Recorded data:
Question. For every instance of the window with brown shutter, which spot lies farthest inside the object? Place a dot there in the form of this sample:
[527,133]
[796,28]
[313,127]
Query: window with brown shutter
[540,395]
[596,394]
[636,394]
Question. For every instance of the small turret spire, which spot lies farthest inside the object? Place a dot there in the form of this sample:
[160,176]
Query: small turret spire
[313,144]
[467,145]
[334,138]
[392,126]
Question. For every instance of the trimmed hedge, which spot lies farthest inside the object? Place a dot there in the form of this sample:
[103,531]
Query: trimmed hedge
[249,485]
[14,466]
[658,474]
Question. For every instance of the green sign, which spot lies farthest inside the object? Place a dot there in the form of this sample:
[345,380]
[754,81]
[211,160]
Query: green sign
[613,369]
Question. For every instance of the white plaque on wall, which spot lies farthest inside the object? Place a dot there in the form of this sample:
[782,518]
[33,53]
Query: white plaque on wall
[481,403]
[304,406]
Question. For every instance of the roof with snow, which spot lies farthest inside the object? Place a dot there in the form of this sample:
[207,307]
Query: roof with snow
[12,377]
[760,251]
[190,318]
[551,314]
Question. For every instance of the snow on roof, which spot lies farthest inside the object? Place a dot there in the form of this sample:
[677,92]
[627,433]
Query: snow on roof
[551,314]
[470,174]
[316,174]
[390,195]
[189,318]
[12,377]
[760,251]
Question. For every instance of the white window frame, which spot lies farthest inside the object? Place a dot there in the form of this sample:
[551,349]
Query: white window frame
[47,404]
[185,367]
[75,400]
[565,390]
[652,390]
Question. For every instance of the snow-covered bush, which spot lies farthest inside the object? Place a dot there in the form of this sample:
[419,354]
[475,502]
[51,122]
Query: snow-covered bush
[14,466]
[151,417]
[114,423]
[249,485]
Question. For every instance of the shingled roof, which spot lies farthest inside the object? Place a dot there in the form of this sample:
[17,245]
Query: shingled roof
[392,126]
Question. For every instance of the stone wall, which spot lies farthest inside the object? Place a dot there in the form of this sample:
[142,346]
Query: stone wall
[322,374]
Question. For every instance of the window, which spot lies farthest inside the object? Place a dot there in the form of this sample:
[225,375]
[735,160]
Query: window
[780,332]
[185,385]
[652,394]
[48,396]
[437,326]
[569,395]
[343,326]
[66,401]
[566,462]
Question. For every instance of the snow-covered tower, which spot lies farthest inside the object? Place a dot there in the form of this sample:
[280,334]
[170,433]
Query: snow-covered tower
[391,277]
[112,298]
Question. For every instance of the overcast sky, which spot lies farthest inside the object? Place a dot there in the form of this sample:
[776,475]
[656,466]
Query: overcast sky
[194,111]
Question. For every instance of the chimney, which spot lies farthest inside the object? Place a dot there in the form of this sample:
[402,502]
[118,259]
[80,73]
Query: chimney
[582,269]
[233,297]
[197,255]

WHAT YOU HAVE TO DO: Word for word, restate the lines above.

EXERCISE OUTPUT:
Question. For every instance of the window with brown shutter, which spot lies farthest inside the object? Place a dot there in the form of this sample:
[527,133]
[796,28]
[313,127]
Query: window with brown shutter
[540,395]
[596,394]
[636,394]
Question. For every instance of the small turret spire, which spot lies farthest inside the object? Place a dot there in the form of this sample:
[160,176]
Query: small turret spire
[313,144]
[467,145]
[334,138]
[392,126]
Question. For every instance of the trimmed hedge, which spot lies farthest inside the object? Place a dot there in the form of this sample:
[103,531]
Query: trimmed hedge
[249,485]
[14,466]
[658,474]
Question. For every instance of the green sign, which spot lies farthest inside the object? Place a dot there in the form of this sample:
[345,380]
[754,81]
[211,160]
Query: green sign
[613,369]
Question. For every instance of the white plaque on wall, which spot lies farthest inside the object? Place a dot there in the form of this sample:
[782,518]
[33,53]
Query: white plaque on wall
[481,403]
[304,406]
Question. For every instance of the roof with snow, which spot lies farthest inside the object? Place a dot there in the form of this sample:
[207,307]
Query: roof with snow
[12,377]
[760,251]
[190,318]
[551,314]
Question. For every instance of the snow on roof, which spot lies farthest inside the object? Place a dot there in the form of this sample:
[677,92]
[627,433]
Query: snow on roof
[551,314]
[470,174]
[316,174]
[390,195]
[189,318]
[12,377]
[760,251]
Question. For every instance of the white window frame, which spot lies farthest inside the object? Place a dot there in the form of this sample:
[551,349]
Query: white window frame
[47,404]
[185,367]
[75,400]
[565,390]
[652,390]
Question. For every instance of the snow-covered bush, which spot lies farthest inside the object? Place a dot there in the form of this sample:
[419,354]
[475,502]
[51,122]
Query: snow-covered bush
[14,466]
[151,417]
[114,423]
[249,485]
Question. For every instance of the shingled roof, which spot lies farthest inside the object? Place a dot there in the form of this sample:
[17,245]
Query: shingled roof
[392,126]
Question. For every instance of the stone wall, which spot lies farthest inside the object? Place a dot there in the form of this sample:
[142,346]
Query: stone wall
[322,374]
Question. For every instance of the window, which spot lies farthest inside the object? Place a dot there in the form of this sample:
[225,375]
[735,160]
Query: window
[780,332]
[185,385]
[652,394]
[48,396]
[437,326]
[569,395]
[343,326]
[66,401]
[566,462]
Question. For every instance of the snow-covered tower, which spot lies farthest inside the object? Place a dot there in the form of this sample:
[280,334]
[170,433]
Query: snow-covered tower
[391,277]
[112,298]
Question. For every instance of the overcast sky, which spot lies farthest inside the object? Place a dot there in the form of this sample:
[776,475]
[656,466]
Query: overcast sky
[194,111]
Question. For every instance of the chimney, which spot lies farthest inside the object? Place a dot there in the form of this sample:
[402,502]
[118,259]
[80,73]
Query: chimney
[582,269]
[233,297]
[197,255]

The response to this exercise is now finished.